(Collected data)
::::

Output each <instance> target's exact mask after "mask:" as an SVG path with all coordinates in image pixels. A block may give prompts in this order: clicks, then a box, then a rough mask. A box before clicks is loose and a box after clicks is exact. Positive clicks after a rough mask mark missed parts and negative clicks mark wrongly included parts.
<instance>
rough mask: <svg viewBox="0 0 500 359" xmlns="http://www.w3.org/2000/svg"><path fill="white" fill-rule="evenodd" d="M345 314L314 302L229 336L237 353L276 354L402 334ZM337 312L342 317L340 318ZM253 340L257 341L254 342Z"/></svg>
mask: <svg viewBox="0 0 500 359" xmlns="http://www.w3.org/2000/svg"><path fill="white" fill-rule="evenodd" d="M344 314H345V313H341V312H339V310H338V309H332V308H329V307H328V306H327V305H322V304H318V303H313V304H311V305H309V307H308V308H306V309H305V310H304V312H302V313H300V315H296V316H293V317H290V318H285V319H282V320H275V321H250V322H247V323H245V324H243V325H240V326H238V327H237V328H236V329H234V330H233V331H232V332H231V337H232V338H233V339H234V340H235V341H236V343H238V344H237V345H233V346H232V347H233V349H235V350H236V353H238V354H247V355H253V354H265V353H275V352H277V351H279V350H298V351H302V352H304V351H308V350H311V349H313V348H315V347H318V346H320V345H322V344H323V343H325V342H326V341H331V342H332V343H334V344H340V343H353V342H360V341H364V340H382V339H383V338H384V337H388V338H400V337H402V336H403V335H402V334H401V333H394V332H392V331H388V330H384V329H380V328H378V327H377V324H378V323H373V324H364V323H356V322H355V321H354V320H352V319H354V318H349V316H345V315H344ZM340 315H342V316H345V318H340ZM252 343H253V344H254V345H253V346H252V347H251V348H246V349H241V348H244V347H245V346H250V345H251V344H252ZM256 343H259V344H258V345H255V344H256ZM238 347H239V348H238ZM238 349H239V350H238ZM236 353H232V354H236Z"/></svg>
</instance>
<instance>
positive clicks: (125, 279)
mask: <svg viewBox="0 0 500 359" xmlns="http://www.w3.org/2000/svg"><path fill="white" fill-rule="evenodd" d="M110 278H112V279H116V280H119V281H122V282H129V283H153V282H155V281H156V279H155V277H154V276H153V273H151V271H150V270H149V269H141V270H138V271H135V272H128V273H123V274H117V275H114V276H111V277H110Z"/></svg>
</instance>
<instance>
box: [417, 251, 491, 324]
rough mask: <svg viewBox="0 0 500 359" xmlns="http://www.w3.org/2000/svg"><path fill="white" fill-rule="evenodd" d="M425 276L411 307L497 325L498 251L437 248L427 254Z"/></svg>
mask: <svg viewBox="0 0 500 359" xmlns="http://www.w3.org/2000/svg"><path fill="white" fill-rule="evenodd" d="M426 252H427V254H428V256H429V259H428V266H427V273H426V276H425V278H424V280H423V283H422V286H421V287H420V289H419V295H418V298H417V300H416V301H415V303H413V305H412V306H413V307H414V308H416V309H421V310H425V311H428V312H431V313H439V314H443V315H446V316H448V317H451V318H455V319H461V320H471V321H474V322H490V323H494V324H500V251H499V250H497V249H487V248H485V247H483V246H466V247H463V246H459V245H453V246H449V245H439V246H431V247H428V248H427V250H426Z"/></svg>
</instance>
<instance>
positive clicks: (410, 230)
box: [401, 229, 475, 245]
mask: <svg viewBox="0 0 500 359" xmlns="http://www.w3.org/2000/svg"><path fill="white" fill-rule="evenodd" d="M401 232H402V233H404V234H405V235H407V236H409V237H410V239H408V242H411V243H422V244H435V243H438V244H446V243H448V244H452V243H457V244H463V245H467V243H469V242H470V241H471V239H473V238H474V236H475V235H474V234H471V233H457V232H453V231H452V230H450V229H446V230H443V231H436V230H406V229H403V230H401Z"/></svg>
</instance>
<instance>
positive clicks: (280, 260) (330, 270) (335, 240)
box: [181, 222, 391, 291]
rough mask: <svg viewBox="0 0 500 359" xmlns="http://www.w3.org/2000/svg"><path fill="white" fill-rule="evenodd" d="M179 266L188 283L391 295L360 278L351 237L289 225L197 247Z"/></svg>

::::

(What is required)
Switch "rough mask" to "coarse mask" in the items, from the start of the items to the line with "314L314 302L229 336L237", and write those lines out again with nothing else changed.

(Written response)
Output each <instance> target's exact mask after "mask:" as an SVG path with all coordinates in image pixels. A block may give prompts in this order: clicks, then a box, then a coarse mask. A box before clicks is loose and a box after clicks is exact. Positive clicks after a coarse mask mark missed parts and negative clicks mark wrongly included parts.
<instance>
coarse mask: <svg viewBox="0 0 500 359" xmlns="http://www.w3.org/2000/svg"><path fill="white" fill-rule="evenodd" d="M345 314L314 302L229 336L237 353L276 354L402 334ZM337 312L342 317L340 318ZM253 340L257 341L254 342Z"/></svg>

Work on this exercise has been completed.